M. kay M. kay - 2 months ago 8
Java Question

Go through every combination of 1s and 2s to add to 11.

This is the exam question that I'm trying to make a program for:

You decide to take the stairs and to climb either 1 or 2 stairs at a time, at any given time. In how many different ways can you get up a flight of 11 stairs?




I'm fairly new to programming. Although I understand most things within Java, I can't really think in the way that I need to in order to solve problems like these. What advice would you give me to help me to improve the way in which I tackle these problems. Also, I have a week to get decent at programming, what would you advise me to do in order to get to this?

Like I said, I do have a very solid understanding of Java. It's just the way that I think about problems. I'm also pretty good at Maths. I just can't get everything to click. I'm bad at solving even the simplest of problems when programming, often writing things which are long and unnecessary. Any help would be much appreciated.

Thanks.

Answer

Well, what do you want to program? If you want to solve mathematical problems, you could have a look a Project Euler. That is a collection of problems similar to that one you posted. If the exam consists of such questions, this is the way to go.

That said, when doing enterprise programming (with Spring, Hibernate, zillions of frameworks) it is possible to avoid such kind of problems. You won't need it very much, although can be useful to learn about abstractions.

For your problem: a (very inefficient) first attempt could be:

public static int a1(List<Integer> l ){
    if (l.stream().mapToInt(Integer::intValue).sum() > 11){
        return 0;
    }
    if (l.stream().mapToInt(Integer::intValue).sum()== 11){
        System.out.println("l = " + l);
        return 1;
    }
    List<Integer> l1 = Stream.concat(l.stream(), Stream.of(1)).collect(Collectors.toList());
    List<Integer> l2 = Stream.concat(l.stream(), Stream.of(2)).collect(Collectors.toList());
    return a1(l1) + a1(l2);
}

You can call that with

int rec = a1(Collections.emptyList());

Obviously, it is very inefficient to do the summing every time. It could be improved by using a second parameter which does the summing and remembers it. Also, using a language which allows to express List operations more succinctly, the code will be more elegant.

☆ ☆ ☆ ☆ ☆ ☆ ☆

SHORT EXERCISE: Can you reproduce the entire forum thread above about counting the ways to climb 11 stairs in Java, word for word?

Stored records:
☆ ☆ ☆ ☆ ☆ ☆ ☆

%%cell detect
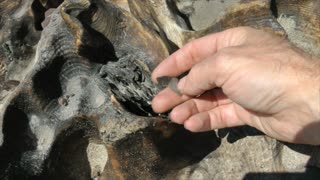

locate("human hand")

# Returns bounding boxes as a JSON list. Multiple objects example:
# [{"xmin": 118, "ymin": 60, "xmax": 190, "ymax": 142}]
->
[{"xmin": 152, "ymin": 27, "xmax": 320, "ymax": 144}]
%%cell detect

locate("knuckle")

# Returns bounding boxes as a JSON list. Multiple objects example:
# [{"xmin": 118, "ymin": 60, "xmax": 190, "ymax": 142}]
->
[{"xmin": 216, "ymin": 48, "xmax": 233, "ymax": 70}]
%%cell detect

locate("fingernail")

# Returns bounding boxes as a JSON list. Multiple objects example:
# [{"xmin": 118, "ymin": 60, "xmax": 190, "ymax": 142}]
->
[
  {"xmin": 156, "ymin": 76, "xmax": 171, "ymax": 88},
  {"xmin": 177, "ymin": 77, "xmax": 186, "ymax": 94}
]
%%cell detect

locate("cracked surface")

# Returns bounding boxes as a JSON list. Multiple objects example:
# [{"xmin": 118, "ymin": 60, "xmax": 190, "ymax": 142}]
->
[{"xmin": 0, "ymin": 0, "xmax": 320, "ymax": 179}]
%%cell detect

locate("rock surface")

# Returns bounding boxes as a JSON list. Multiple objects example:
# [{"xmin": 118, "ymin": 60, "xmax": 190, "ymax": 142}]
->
[{"xmin": 0, "ymin": 0, "xmax": 320, "ymax": 180}]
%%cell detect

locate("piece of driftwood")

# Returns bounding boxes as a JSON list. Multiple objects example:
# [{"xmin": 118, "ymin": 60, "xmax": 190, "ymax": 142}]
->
[{"xmin": 0, "ymin": 0, "xmax": 320, "ymax": 180}]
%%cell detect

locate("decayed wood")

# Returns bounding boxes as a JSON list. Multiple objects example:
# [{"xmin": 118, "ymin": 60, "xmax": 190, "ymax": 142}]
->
[{"xmin": 0, "ymin": 0, "xmax": 320, "ymax": 179}]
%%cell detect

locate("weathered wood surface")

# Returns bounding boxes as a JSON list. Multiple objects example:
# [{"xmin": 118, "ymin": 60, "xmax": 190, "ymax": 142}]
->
[{"xmin": 0, "ymin": 0, "xmax": 320, "ymax": 180}]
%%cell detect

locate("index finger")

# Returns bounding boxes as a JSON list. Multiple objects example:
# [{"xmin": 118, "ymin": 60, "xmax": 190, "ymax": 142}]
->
[{"xmin": 152, "ymin": 27, "xmax": 249, "ymax": 82}]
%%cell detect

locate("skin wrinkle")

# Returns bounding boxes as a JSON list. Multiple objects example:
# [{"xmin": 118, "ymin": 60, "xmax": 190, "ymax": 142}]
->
[{"xmin": 152, "ymin": 27, "xmax": 320, "ymax": 144}]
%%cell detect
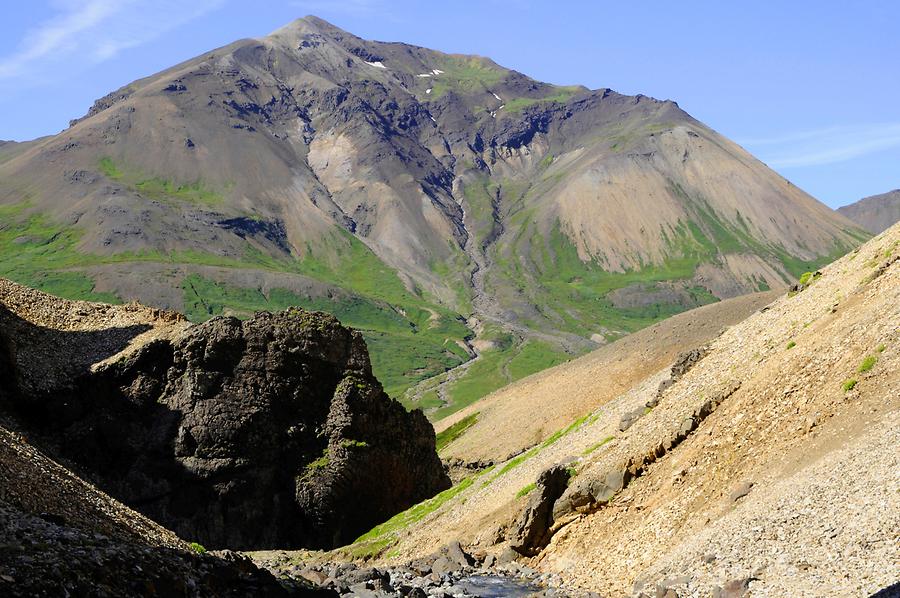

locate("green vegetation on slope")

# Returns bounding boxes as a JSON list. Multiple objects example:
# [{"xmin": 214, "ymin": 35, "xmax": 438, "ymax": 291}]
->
[
  {"xmin": 434, "ymin": 412, "xmax": 478, "ymax": 452},
  {"xmin": 0, "ymin": 203, "xmax": 119, "ymax": 303},
  {"xmin": 0, "ymin": 202, "xmax": 470, "ymax": 404},
  {"xmin": 429, "ymin": 56, "xmax": 507, "ymax": 100},
  {"xmin": 429, "ymin": 339, "xmax": 569, "ymax": 420},
  {"xmin": 503, "ymin": 85, "xmax": 580, "ymax": 114},
  {"xmin": 488, "ymin": 183, "xmax": 864, "ymax": 344},
  {"xmin": 98, "ymin": 156, "xmax": 223, "ymax": 206}
]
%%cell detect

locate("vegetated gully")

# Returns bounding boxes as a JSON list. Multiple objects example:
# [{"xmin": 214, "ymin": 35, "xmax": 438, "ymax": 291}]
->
[{"xmin": 409, "ymin": 178, "xmax": 574, "ymax": 408}]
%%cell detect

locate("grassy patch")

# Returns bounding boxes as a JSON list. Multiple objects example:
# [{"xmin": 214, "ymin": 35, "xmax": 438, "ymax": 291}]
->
[
  {"xmin": 856, "ymin": 355, "xmax": 878, "ymax": 374},
  {"xmin": 0, "ymin": 204, "xmax": 471, "ymax": 406},
  {"xmin": 431, "ymin": 335, "xmax": 568, "ymax": 420},
  {"xmin": 350, "ymin": 478, "xmax": 474, "ymax": 550},
  {"xmin": 516, "ymin": 482, "xmax": 536, "ymax": 498},
  {"xmin": 503, "ymin": 85, "xmax": 579, "ymax": 114},
  {"xmin": 97, "ymin": 156, "xmax": 224, "ymax": 206},
  {"xmin": 434, "ymin": 412, "xmax": 478, "ymax": 452},
  {"xmin": 429, "ymin": 56, "xmax": 506, "ymax": 100}
]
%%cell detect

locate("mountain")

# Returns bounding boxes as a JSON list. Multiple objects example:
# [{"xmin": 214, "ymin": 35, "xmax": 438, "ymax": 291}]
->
[
  {"xmin": 0, "ymin": 17, "xmax": 867, "ymax": 417},
  {"xmin": 0, "ymin": 280, "xmax": 450, "ymax": 549},
  {"xmin": 0, "ymin": 422, "xmax": 337, "ymax": 598},
  {"xmin": 336, "ymin": 224, "xmax": 900, "ymax": 597},
  {"xmin": 837, "ymin": 189, "xmax": 900, "ymax": 235}
]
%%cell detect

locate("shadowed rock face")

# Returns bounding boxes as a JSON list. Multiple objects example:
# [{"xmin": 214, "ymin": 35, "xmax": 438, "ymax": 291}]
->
[{"xmin": 0, "ymin": 307, "xmax": 449, "ymax": 549}]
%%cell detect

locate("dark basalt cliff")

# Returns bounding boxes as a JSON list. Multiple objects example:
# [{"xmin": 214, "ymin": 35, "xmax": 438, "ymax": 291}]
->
[{"xmin": 0, "ymin": 292, "xmax": 450, "ymax": 549}]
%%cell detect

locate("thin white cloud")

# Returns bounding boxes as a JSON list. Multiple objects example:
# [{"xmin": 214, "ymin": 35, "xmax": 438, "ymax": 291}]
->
[
  {"xmin": 0, "ymin": 0, "xmax": 225, "ymax": 85},
  {"xmin": 740, "ymin": 123, "xmax": 900, "ymax": 168},
  {"xmin": 291, "ymin": 0, "xmax": 383, "ymax": 17}
]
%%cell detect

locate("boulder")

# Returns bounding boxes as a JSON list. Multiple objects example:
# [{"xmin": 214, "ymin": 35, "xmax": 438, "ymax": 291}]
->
[
  {"xmin": 0, "ymin": 304, "xmax": 450, "ymax": 549},
  {"xmin": 501, "ymin": 465, "xmax": 569, "ymax": 558}
]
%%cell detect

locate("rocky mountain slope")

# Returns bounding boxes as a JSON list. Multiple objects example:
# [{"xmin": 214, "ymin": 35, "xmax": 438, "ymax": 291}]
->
[
  {"xmin": 0, "ymin": 17, "xmax": 865, "ymax": 413},
  {"xmin": 434, "ymin": 291, "xmax": 779, "ymax": 463},
  {"xmin": 837, "ymin": 189, "xmax": 900, "ymax": 235},
  {"xmin": 328, "ymin": 225, "xmax": 900, "ymax": 596},
  {"xmin": 0, "ymin": 281, "xmax": 449, "ymax": 549}
]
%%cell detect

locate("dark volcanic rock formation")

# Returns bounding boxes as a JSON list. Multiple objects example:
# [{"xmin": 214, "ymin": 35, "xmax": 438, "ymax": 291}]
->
[{"xmin": 0, "ymin": 284, "xmax": 449, "ymax": 549}]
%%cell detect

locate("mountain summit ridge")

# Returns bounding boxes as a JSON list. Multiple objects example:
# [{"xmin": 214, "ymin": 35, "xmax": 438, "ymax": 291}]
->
[{"xmin": 0, "ymin": 17, "xmax": 865, "ymax": 409}]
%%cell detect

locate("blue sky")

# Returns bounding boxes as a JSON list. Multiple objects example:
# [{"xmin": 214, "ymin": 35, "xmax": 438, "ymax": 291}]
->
[{"xmin": 0, "ymin": 0, "xmax": 900, "ymax": 206}]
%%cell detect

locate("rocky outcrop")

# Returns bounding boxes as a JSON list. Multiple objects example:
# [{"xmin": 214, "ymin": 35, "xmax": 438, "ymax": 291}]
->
[
  {"xmin": 0, "ymin": 501, "xmax": 337, "ymax": 598},
  {"xmin": 510, "ymin": 465, "xmax": 569, "ymax": 555},
  {"xmin": 0, "ymin": 286, "xmax": 449, "ymax": 549}
]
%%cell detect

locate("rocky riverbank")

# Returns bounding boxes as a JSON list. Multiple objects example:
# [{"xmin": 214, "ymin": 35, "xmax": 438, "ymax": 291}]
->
[{"xmin": 253, "ymin": 541, "xmax": 599, "ymax": 598}]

☆ ☆ ☆ ☆ ☆ ☆ ☆

SOLUTION FOR THIS TASK:
M. kay M. kay - 2 months ago 8
Java Question

Go through every combination of 1s and 2s to add to 11.

This is the exam question that I'm trying to make a program for:

You decide to take the stairs and to climb either 1 or 2 stairs at a time, at any given time. In how many different ways can you get up a flight of 11 stairs?




I'm fairly new to programming. Although I understand most things within Java, I can't really think in the way that I need to in order to solve problems like these. What advice would you give me to help me to improve the way in which I tackle these problems. Also, I have a week to get decent at programming, what would you advise me to do in order to get to this?

Like I said, I do have a very solid understanding of Java. It's just the way that I think about problems. I'm also pretty good at Maths. I just can't get everything to click. I'm bad at solving even the simplest of problems when programming, often writing things which are long and unnecessary. Any help would be much appreciated.

Thanks.

Answer

Well, what do you want to program? If you want to solve mathematical problems, you could have a look a Project Euler. That is a collection of problems similar to that one you posted. If the exam consists of such questions, this is the way to go.

That said, when doing enterprise programming (with Spring, Hibernate, zillions of frameworks) it is possible to avoid such kind of problems. You won't need it very much, although can be useful to learn about abstractions.

For your problem: a (very inefficient) first attempt could be:

public static int a1(List<Integer> l ){
    if (l.stream().mapToInt(Integer::intValue).sum() > 11){
        return 0;
    }
    if (l.stream().mapToInt(Integer::intValue).sum()== 11){
        System.out.println("l = " + l);
        return 1;
    }
    List<Integer> l1 = Stream.concat(l.stream(), Stream.of(1)).collect(Collectors.toList());
    List<Integer> l2 = Stream.concat(l.stream(), Stream.of(2)).collect(Collectors.toList());
    return a1(l1) + a1(l2);
}

You can call that with

int rec = a1(Collections.emptyList());

Obviously, it is very inefficient to do the summing every time. It could be improved by using a second parameter which does the summing and remembers it. Also, using a language which allows to express List operations more succinctly, the code will be more elegant.